Christopher Marlowe, de rival a coautor com William Shakespeare?



William Shakespeare foi puro fogo. Seu nome de batismo lhe serviu de álibi para a identidade de suas conquistas, antes e depois de deixar sua companheira e sua primeira filha, Susana, em Stratford-upon-Avon e empreender uma vida de idas e vindas em Londres. A dupla vertente de um diminutivo – Will – que significa determinação ou vontade em inglês, lhe proporcionou muito jogo criativo. Tratava-se de um superdotado em duplos e triplos sentidos. Tanto como haver declarado amores de todas as vertentes, gostos e tendências em suas obras e sonetos com grande sucesso de vendas e de público.

A homossexualidade masculina na época elizabetana não produzia apenas escândalo. Era castigo, contra a lei dos homens e a ira de Deus emanada dos púlpitos. Mas na sociedade, pelo menos em parte dela, diz Stephen Greenblatt em sua biografia Como Shakespeare se tornou Shakespeare não causava repulsa. Compreendia-se mais a atração de um homem por um homem que por uma mulher, principalmente se fosse o teatro o seu meio de vivência. Num espaço onde as mulheres não podiam fazer parte do palco e os papéis femininos eram encarnados por atores de forma mais que sedutora e convincente, a muito poucos estranhava que o rei do gênero tenha sustentado romances de sentidos diversos.

Lista de tarefas:
(a) Responda com base no texto sobre Shakespeare:
(i) Como se chama a primeira filha de Shakespeare mencionada?
(ii) O que significa em inglês o diminutivo "Will"?
(iii) Qual é o título da biografia escrita por Stephen Greenblatt?
(b) Redija a continuação do texto sobre Shakespeare a partir da última frase apresentada.

Uma série de registros
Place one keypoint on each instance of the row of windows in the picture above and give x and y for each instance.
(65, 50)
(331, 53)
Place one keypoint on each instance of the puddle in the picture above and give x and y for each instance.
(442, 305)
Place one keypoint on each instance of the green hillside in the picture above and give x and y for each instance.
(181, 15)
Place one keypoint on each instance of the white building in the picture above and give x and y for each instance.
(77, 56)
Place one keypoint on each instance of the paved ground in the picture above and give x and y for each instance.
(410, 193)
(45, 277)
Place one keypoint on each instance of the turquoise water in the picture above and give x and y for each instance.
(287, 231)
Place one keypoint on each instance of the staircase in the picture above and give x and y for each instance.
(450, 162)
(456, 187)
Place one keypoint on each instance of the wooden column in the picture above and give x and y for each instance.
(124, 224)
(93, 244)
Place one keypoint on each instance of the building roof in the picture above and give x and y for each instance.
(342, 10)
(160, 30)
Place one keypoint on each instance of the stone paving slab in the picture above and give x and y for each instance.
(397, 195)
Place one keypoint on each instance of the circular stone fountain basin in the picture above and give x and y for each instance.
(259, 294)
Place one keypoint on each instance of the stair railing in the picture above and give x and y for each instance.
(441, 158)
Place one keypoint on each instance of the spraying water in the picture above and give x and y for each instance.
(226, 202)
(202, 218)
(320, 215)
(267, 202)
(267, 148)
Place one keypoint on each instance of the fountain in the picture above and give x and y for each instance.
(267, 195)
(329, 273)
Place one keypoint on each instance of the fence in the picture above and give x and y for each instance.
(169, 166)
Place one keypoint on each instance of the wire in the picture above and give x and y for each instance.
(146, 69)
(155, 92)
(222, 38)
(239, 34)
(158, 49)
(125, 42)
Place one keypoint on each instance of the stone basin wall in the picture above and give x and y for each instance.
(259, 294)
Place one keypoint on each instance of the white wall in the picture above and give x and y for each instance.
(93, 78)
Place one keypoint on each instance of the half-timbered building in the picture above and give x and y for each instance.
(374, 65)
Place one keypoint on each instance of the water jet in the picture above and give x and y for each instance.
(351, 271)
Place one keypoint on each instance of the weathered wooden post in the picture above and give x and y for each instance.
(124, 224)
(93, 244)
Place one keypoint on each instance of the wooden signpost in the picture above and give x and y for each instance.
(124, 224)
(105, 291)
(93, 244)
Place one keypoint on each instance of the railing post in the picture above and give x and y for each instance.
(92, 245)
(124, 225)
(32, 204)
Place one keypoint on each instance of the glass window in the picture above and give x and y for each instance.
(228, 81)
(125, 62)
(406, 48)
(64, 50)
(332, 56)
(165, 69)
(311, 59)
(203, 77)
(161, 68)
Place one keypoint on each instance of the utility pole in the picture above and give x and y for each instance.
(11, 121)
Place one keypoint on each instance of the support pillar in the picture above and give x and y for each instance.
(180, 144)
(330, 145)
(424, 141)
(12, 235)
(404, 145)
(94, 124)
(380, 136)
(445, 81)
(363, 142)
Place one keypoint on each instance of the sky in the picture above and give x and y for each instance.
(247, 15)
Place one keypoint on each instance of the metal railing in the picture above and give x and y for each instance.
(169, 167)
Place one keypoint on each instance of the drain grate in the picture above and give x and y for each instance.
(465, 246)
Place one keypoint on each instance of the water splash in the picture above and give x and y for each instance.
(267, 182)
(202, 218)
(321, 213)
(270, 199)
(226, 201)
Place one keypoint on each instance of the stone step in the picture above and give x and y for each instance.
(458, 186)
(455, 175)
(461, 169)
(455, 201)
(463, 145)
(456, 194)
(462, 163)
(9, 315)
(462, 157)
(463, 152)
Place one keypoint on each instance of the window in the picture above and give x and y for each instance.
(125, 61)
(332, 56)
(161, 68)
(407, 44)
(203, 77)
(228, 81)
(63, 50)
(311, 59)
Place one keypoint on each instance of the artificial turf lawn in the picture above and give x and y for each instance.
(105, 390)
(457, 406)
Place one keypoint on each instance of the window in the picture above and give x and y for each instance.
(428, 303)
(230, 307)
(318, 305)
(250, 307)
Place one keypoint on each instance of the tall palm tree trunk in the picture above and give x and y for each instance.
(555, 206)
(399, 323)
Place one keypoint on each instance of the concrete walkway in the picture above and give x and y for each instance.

Respostas das tarefas:
(a)
(i) Susana.
(ii) Determinação ou vontade.
(iii) Como Shakespeare se tornou Shakespeare.

(b)
A primeira paixão masculina de Shakespeare foi por seu colega e mentor Christopher Marlowe. O caráter mais discreto do bardo inglês era colocado em xeque ante a fúria iconoclasta de quem pôs em órbita o mito do Fausto e semeou autênticas dúvidas sobre se verdadeiramente ele próprio havia assinado um pacto com o Diabo. A julgar por suas blasfêmias em público, seus ataques à Igreja e sua visceral defesa ao pecado, provavelmente foi um doce para os exorcistas.

Mas a atitude de Shakespeare, pese o que pesar sobre ele, foi sempre a da discrição. Mesmo depois de encontrar um famoso jovem justiceiro: os sonetos dedicados a the fair youth falam claramente nesse sentido. Aquele era, segundo consenso de vários especialistas, Henry Wriothesley, terceiro conde de Southampton. Um anônimo não muito afetado que levantava paixões nos círculos literários, muito apaixonado pelo teatro.

O suficiente para ser objeto das dedicatórias que William lança, primeiro timidamente, em Vênus e Adônis e depois de maneira descarada nessa raridade que é O estupro de Lucrécia: “Professo por vós, senhor, um amor sem limites. O que já fiz é seu, o que irei fazer, como parte do que já o dediquei, também será...”

Mas nos Sonetos, encontramos mais. Pistas para a paixão que uniu o bardo a Southampton e seus amores por uma misteriosa mulher negra, por exemplo. “Os olhos da minha amada não são como o sol / Seus lábios são menos rubros que o coral; / Se a neve é branca, seus seios são escuros; / Se os cabelos são de ouro, negros fios cobrem-lhe a cabeça”.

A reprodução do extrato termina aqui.